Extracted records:
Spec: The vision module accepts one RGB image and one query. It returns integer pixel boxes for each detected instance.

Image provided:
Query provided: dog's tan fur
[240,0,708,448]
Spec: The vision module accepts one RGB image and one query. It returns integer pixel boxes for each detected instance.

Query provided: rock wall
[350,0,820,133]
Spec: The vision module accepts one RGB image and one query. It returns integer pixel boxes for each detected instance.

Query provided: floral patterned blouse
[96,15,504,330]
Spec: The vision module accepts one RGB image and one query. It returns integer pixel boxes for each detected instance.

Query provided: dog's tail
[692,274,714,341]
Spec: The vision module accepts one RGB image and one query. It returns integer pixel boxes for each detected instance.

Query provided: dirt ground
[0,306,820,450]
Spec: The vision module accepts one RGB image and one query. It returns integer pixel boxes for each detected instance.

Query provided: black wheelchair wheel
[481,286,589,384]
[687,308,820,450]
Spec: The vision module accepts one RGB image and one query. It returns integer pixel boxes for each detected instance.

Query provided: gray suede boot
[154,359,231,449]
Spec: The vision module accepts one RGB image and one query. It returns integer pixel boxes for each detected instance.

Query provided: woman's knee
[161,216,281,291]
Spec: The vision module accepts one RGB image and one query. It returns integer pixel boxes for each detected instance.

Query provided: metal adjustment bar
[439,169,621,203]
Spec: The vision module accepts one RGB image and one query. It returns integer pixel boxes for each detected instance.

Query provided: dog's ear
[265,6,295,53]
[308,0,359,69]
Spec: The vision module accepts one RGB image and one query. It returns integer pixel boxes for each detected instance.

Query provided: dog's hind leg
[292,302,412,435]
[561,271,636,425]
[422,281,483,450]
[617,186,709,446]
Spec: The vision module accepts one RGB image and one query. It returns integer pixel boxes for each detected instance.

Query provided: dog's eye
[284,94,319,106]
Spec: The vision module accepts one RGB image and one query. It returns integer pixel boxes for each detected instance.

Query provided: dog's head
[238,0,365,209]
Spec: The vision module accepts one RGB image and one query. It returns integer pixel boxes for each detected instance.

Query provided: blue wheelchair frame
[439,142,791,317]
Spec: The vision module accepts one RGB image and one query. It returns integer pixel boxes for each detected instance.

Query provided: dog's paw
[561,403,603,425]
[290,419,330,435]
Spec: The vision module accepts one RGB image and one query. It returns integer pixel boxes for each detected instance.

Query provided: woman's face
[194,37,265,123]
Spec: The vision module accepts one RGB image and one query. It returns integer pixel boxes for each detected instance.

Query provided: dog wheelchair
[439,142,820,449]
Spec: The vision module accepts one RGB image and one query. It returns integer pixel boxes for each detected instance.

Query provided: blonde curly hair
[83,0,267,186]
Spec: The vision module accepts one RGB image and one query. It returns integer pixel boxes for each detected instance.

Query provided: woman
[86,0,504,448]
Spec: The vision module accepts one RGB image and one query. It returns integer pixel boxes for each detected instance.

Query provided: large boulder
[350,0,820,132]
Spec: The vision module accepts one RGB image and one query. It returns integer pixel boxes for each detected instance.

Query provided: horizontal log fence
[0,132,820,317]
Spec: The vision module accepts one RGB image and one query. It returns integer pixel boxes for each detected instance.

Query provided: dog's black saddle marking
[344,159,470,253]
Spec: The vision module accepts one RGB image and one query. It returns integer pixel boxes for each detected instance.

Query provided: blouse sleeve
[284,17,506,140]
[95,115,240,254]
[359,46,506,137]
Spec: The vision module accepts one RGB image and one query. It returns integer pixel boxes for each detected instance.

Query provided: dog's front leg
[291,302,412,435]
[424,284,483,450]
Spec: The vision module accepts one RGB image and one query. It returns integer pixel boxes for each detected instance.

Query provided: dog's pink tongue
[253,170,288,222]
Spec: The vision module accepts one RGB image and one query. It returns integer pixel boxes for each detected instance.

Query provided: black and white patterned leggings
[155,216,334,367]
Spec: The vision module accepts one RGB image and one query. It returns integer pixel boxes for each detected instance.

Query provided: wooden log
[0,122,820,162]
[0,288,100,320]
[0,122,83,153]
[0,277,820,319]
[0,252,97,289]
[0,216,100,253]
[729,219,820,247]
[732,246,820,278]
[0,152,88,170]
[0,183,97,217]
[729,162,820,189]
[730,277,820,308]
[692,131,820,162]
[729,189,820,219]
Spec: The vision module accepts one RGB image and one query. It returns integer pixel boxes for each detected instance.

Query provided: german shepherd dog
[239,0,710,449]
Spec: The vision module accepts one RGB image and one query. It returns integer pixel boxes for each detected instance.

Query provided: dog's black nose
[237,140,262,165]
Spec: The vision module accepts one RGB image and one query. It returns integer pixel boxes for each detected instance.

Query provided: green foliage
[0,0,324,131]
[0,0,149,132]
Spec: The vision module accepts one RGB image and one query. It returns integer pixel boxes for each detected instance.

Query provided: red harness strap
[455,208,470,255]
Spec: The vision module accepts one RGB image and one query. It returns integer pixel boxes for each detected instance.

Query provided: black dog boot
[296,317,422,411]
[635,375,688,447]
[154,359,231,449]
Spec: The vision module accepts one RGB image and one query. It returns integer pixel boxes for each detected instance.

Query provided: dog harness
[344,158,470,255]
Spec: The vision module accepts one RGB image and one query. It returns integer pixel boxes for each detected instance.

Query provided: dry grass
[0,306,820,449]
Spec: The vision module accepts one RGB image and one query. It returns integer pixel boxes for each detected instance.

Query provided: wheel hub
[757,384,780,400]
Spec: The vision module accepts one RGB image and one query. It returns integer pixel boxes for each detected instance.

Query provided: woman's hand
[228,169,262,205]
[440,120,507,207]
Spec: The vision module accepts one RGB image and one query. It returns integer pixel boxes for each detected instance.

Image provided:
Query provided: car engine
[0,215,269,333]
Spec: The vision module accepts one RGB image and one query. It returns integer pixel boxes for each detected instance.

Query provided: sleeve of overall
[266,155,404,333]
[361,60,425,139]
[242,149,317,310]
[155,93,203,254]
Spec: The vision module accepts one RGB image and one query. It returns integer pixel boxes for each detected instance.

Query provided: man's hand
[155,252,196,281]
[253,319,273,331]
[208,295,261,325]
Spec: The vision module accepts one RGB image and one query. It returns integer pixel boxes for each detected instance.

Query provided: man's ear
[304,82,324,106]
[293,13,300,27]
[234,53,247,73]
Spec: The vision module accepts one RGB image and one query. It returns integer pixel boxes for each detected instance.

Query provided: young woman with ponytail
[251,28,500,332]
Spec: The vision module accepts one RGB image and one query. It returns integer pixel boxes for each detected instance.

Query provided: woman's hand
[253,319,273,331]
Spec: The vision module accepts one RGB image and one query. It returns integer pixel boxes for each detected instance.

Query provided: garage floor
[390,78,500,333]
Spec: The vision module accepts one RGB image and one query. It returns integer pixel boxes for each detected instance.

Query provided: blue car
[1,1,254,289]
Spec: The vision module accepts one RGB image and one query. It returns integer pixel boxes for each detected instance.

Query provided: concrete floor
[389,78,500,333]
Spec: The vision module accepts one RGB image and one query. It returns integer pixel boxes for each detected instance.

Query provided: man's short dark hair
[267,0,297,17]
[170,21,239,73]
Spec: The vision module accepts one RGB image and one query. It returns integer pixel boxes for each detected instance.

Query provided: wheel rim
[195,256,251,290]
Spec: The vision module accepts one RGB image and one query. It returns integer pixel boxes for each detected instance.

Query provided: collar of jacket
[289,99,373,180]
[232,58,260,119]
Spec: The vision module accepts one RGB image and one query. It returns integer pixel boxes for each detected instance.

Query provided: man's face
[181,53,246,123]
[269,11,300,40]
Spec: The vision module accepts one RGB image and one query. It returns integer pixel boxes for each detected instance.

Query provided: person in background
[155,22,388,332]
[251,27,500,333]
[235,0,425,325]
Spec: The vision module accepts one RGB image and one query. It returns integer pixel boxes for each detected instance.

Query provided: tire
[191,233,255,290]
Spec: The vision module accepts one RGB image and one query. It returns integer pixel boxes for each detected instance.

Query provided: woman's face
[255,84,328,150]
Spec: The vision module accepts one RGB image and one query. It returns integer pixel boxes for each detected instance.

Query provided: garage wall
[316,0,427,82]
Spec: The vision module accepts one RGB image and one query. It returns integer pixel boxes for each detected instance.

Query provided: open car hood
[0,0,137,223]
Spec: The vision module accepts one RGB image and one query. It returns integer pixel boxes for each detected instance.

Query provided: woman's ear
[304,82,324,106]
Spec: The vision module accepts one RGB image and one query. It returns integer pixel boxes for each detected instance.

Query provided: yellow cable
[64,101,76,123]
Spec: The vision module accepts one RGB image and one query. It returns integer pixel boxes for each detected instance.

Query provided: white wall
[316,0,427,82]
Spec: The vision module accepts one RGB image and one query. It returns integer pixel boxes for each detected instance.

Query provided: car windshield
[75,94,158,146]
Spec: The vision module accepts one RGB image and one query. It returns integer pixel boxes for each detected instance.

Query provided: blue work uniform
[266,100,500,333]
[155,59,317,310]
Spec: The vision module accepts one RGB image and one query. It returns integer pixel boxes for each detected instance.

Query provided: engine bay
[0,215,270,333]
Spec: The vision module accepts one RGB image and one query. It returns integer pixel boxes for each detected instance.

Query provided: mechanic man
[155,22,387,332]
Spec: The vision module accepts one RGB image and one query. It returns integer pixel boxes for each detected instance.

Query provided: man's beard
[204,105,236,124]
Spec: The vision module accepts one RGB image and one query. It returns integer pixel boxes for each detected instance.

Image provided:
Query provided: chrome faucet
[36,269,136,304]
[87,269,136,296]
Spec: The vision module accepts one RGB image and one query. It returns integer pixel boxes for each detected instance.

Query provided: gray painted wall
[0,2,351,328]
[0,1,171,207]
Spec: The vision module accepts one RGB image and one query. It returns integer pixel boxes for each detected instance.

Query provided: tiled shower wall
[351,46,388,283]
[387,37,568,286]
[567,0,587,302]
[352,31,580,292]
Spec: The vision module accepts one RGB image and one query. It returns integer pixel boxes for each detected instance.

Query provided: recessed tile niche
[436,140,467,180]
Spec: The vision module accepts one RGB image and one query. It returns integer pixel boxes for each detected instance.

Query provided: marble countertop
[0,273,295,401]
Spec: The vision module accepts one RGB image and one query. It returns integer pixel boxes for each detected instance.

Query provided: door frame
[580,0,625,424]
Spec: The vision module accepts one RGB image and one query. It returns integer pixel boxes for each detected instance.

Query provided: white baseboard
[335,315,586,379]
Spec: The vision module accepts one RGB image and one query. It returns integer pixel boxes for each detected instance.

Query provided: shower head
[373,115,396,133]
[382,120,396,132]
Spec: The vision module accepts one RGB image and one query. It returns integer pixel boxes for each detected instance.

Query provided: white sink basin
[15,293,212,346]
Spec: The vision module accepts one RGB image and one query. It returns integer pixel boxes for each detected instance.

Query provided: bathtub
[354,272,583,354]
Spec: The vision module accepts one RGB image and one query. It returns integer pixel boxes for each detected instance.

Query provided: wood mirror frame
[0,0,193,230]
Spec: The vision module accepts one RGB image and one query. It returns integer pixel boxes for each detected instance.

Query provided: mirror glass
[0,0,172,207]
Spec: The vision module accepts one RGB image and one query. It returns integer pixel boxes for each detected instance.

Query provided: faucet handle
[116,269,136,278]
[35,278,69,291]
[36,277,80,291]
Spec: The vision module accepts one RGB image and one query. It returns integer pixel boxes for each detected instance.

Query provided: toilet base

• BRIEF
Reproduce the listing above word for word, from its first line through the line containing "[350,0,820,133]", and include both of those lines.

• RESPONSE TO THE TASK
Spec: The vision module accepts one RGB image and one query. It returns integer pixel boxes for each detected instance.

Image provided:
Query provided: dog's tan fur
[240,0,708,448]
Spec: The vision module accepts one RGB image and one query. It returns integer pixel boxes for each detected instance.

Query provided: rock wall
[350,0,820,133]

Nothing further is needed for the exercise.